### Task prompt:
Copy out all the data, word for word.
----- Exercise inputs -----
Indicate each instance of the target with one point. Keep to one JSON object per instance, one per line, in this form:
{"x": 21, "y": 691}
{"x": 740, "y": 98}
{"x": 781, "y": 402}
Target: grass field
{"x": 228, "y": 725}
-----
### Task solution:
Indicate each instance of the target with one point. Keep to one JSON object per instance, one per line, in this form:
{"x": 21, "y": 691}
{"x": 740, "y": 98}
{"x": 781, "y": 402}
Target: grass field
{"x": 228, "y": 725}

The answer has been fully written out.